**WRITTEN REQUEST**
Gather every line in the data below that contains the string "wall". Matching is case-sensitive.

**SUPPLIED RECORDS**
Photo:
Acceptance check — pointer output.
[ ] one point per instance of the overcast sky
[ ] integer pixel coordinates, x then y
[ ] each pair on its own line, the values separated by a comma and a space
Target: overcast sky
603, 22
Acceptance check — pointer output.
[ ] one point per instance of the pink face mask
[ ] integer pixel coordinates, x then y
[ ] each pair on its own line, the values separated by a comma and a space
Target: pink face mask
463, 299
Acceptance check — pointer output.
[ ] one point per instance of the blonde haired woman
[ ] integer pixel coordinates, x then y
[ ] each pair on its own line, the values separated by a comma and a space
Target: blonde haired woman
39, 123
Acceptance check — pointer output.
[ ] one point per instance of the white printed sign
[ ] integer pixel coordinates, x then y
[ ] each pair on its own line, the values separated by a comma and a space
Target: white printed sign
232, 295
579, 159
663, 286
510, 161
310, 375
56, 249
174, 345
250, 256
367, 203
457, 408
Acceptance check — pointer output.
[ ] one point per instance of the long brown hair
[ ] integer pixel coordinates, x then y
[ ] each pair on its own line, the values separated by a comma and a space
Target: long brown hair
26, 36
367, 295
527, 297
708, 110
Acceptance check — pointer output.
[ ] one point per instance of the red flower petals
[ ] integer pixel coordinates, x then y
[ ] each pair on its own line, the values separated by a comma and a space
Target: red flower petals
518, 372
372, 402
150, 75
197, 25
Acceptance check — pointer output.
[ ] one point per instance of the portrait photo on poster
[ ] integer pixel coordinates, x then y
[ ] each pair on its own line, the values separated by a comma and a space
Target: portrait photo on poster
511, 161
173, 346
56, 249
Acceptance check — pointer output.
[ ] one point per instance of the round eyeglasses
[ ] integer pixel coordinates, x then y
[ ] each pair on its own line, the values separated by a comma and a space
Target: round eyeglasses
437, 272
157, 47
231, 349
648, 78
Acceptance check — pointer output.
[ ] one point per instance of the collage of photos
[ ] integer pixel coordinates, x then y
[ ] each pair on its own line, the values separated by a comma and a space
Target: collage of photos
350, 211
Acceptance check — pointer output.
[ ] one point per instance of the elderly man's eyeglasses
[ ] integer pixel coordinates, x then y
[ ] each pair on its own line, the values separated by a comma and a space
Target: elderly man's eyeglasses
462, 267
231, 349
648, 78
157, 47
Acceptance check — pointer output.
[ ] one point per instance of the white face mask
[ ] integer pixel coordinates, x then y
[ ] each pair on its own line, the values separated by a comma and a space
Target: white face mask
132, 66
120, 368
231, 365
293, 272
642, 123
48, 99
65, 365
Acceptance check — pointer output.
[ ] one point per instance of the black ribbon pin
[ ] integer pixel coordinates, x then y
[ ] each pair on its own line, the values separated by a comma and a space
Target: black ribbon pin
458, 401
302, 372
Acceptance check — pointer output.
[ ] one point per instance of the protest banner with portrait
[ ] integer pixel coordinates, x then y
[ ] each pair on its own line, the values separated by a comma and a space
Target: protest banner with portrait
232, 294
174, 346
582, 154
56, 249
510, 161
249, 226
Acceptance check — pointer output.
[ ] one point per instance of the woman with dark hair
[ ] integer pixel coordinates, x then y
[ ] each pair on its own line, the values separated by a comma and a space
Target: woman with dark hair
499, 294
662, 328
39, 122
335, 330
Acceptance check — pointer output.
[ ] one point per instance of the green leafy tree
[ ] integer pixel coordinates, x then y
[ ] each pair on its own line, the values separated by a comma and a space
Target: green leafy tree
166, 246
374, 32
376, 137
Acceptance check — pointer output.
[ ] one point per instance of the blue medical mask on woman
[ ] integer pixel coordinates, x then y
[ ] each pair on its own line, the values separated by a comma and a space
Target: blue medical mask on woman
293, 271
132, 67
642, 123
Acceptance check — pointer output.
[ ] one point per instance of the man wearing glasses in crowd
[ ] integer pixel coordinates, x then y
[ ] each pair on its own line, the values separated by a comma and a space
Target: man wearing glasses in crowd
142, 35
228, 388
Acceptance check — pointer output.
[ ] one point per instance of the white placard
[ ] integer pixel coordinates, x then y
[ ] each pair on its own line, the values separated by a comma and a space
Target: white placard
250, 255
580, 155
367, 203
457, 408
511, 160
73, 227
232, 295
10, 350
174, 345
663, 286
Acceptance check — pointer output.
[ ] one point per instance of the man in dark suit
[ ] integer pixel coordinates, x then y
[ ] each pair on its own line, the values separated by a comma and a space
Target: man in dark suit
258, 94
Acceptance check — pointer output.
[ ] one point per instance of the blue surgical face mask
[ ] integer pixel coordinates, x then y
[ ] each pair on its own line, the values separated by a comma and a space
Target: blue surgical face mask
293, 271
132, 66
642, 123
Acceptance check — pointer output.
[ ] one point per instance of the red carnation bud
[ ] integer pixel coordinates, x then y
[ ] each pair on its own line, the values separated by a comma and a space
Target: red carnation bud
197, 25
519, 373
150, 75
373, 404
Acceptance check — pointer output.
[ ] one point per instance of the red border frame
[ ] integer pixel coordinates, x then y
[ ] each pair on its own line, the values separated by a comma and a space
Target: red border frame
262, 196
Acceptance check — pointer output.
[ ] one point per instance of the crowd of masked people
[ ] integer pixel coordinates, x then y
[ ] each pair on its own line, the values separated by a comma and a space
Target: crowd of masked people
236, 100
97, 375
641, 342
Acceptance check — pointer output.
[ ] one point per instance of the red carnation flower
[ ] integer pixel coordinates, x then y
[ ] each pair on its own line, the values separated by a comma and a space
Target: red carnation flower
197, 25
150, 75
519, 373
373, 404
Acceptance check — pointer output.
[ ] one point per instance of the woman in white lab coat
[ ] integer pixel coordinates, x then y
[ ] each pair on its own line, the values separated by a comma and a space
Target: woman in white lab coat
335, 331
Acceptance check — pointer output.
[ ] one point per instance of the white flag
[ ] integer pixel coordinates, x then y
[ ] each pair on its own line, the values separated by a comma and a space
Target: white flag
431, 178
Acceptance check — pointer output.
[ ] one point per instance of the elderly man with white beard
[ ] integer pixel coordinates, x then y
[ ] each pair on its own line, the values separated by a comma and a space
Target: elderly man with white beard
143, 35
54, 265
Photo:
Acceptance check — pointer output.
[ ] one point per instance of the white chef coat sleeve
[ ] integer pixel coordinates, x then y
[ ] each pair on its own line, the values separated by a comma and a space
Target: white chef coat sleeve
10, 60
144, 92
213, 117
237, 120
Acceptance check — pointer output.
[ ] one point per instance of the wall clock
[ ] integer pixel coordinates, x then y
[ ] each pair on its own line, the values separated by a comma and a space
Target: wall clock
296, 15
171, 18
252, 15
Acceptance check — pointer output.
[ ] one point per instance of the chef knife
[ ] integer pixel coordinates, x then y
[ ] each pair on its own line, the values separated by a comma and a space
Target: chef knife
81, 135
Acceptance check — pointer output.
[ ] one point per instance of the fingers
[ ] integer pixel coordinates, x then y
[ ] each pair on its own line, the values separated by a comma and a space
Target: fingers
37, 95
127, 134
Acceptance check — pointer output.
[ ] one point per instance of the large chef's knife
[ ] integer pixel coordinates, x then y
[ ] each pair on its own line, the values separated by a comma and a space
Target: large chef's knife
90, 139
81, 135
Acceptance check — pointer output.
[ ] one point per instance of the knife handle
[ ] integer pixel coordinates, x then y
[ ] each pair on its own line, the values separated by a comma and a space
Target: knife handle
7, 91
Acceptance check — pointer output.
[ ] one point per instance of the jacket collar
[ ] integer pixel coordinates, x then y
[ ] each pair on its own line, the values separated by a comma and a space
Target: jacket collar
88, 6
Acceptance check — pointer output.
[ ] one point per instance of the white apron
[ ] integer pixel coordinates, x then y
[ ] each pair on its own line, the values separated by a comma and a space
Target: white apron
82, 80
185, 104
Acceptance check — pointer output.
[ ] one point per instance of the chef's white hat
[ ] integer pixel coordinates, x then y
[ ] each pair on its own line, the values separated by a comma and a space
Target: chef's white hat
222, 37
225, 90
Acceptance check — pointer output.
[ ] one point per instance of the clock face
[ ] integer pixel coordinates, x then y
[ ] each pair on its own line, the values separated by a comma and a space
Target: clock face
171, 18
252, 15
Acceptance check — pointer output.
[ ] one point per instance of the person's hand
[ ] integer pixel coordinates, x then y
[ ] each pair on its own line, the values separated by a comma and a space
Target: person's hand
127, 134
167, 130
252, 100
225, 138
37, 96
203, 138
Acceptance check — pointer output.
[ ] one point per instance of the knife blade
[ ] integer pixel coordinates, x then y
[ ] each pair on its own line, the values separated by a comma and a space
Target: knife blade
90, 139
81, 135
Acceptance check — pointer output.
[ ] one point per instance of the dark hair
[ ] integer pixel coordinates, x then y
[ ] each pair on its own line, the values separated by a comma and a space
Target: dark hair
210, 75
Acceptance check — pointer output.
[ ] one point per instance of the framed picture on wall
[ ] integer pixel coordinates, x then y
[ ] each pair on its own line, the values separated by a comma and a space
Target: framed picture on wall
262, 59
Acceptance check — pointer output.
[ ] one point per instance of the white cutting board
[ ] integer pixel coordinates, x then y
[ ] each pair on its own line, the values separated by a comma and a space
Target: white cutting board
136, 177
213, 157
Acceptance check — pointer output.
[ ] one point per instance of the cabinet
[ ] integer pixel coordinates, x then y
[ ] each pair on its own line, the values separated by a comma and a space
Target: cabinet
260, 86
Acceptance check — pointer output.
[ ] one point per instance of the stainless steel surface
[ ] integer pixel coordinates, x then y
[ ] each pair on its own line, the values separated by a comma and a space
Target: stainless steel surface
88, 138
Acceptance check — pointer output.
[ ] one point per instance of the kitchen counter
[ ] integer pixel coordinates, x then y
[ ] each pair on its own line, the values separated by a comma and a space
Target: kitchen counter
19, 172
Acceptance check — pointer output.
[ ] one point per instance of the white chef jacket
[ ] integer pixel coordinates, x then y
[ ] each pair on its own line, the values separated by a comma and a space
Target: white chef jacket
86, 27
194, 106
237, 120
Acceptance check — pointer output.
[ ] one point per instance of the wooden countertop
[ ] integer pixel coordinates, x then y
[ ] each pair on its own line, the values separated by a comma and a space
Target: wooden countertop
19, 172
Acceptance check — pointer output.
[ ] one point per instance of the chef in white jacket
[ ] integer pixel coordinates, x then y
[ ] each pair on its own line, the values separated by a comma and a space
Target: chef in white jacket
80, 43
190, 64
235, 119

**THE RESPONSE**
[ ] one point per instance of the wall clock
Target: wall clock
[ ] one point per instance of the framed picture on wall
Target: framed picture on wall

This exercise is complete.